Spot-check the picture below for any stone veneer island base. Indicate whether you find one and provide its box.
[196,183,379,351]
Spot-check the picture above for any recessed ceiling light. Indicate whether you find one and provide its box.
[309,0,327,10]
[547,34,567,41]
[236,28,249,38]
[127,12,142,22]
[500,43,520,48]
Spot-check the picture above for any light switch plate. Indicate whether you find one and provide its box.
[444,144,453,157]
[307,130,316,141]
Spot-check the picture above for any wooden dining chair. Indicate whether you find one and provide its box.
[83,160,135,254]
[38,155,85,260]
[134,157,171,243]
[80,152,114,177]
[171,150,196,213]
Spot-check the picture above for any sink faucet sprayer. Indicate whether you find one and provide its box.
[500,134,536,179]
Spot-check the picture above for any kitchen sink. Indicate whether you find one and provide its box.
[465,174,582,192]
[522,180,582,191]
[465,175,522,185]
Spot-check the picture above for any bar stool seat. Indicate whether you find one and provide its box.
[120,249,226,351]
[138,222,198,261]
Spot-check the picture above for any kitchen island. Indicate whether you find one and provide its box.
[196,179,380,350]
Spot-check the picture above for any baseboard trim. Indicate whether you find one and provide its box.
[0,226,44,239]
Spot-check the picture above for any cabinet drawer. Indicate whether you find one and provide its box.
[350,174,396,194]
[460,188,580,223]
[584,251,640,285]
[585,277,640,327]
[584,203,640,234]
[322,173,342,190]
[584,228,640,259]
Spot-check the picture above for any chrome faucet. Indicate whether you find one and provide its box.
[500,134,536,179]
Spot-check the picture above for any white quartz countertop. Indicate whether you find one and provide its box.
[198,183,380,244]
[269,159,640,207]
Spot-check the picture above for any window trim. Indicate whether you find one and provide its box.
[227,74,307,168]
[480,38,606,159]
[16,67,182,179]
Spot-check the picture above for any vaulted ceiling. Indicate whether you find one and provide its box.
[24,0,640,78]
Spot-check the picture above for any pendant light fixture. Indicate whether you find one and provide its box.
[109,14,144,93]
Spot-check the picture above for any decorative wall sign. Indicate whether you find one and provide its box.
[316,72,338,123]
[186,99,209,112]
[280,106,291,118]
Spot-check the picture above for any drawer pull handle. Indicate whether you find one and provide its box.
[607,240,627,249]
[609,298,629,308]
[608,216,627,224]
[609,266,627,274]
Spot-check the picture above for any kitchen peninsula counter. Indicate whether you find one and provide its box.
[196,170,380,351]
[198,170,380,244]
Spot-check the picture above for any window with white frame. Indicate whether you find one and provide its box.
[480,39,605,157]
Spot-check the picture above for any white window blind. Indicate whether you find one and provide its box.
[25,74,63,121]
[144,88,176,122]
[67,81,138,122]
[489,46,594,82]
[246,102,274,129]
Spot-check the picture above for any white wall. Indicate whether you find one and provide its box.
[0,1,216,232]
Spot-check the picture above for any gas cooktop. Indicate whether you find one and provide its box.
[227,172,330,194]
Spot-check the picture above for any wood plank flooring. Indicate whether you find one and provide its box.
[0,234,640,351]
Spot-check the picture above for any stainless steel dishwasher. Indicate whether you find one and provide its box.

● AIM OF THE EXERCISE:
Please change "Spot-check" to "Inspect" throughout the records above, keeping everything else the same.

● COMPLETED EXERCISE:
Inspect the picture below for any stone veneer island base. Indicate whether you find one and provide its box.
[196,183,379,351]
Inspect the picture above for any recessed ceiling light. Indicate whether you find one and provide its box.
[309,0,327,10]
[547,34,567,41]
[236,28,249,38]
[127,12,142,22]
[500,43,520,48]
Inspect the picture above for any light switch plate. Indicate whether you find one and provide its box.
[444,144,453,157]
[307,130,316,141]
Inspect the picture above for any wooden dining chair. Indicate whether you find one and provide its box.
[83,160,135,254]
[38,155,85,260]
[134,157,171,243]
[80,152,114,177]
[171,150,196,213]
Inspect the picture above for any sink faucet sprayer. Indicate whether you find one and provide its box.
[500,134,536,179]
Inspect the picture above for any kitchen sink. Indicate whether you find one and provide its box.
[465,174,582,192]
[522,180,582,191]
[465,175,522,185]
Inspect the picture above for any bar stool seat. Indicate whether you find one and provide its box.
[120,249,226,351]
[138,222,198,261]
Inspect the picture above for any kitchen island. Indicate whether you find one and provide its box.
[196,179,380,350]
Inspect the picture above for any baseboard trim. Indicate whether you find one and provide its box.
[0,226,44,239]
Inspect the picture above for any cabinet drawer. Indicate whether you find one and provide its box.
[350,174,396,194]
[460,188,580,223]
[584,251,640,285]
[585,277,640,327]
[584,203,640,234]
[322,173,342,190]
[584,228,640,259]
Inspect the picture above for any chrome faucet. Indicate whether you find one and provide its box.
[500,134,536,179]
Inspect the picture above for any white quartz countertop. Indicate whether you find one and provide its box.
[198,183,380,244]
[269,159,640,207]
Inspect the picture above for any window trim. Indicate whether you find one and provide its box.
[227,74,307,168]
[480,38,606,159]
[16,67,182,179]
Inspect the picture above for any vaulted ceiling. Indicate whether you find one and provide its box.
[24,0,640,78]
Inspect the picture above for any pendant light fixture. Indicate whether you find one and provide its box.
[109,14,144,93]
Inspect the picture above for any decorative wall sign. Indicate whether you find one and provide its box.
[316,72,338,123]
[186,99,209,112]
[280,106,291,118]
Inspect the picture above for any drawer pull handle. Indicate whether you find one and provide its box.
[607,240,627,249]
[609,298,629,308]
[608,216,627,224]
[609,266,627,274]
Inspect the picture above for any kitchen peninsula counter. Indicate whether you find one and provide its box.
[196,170,380,351]
[198,170,380,244]
Inspect the picture above for any window with white frame. Indicate whether you find one and provide its box.
[480,39,605,157]
Inspect the picture above for any white window blind. Indicate whether you find one and provide its box.
[25,74,63,121]
[144,88,176,122]
[67,81,138,122]
[489,46,594,82]
[246,102,274,129]
Inspect the picture above for any white wall. Indicate whether you find one and provide its box.
[0,1,216,232]
Inspect the picture above for any gas cooktop. Indicate whether you find one and provide its box.
[227,172,330,194]
Inspect the picture above for any wood plank flooring. Indicate whether you find one and provide its box.
[0,234,640,351]
Inspect the picture above for any stainless steel dishwasher. Indicate whether you find one and provide its box.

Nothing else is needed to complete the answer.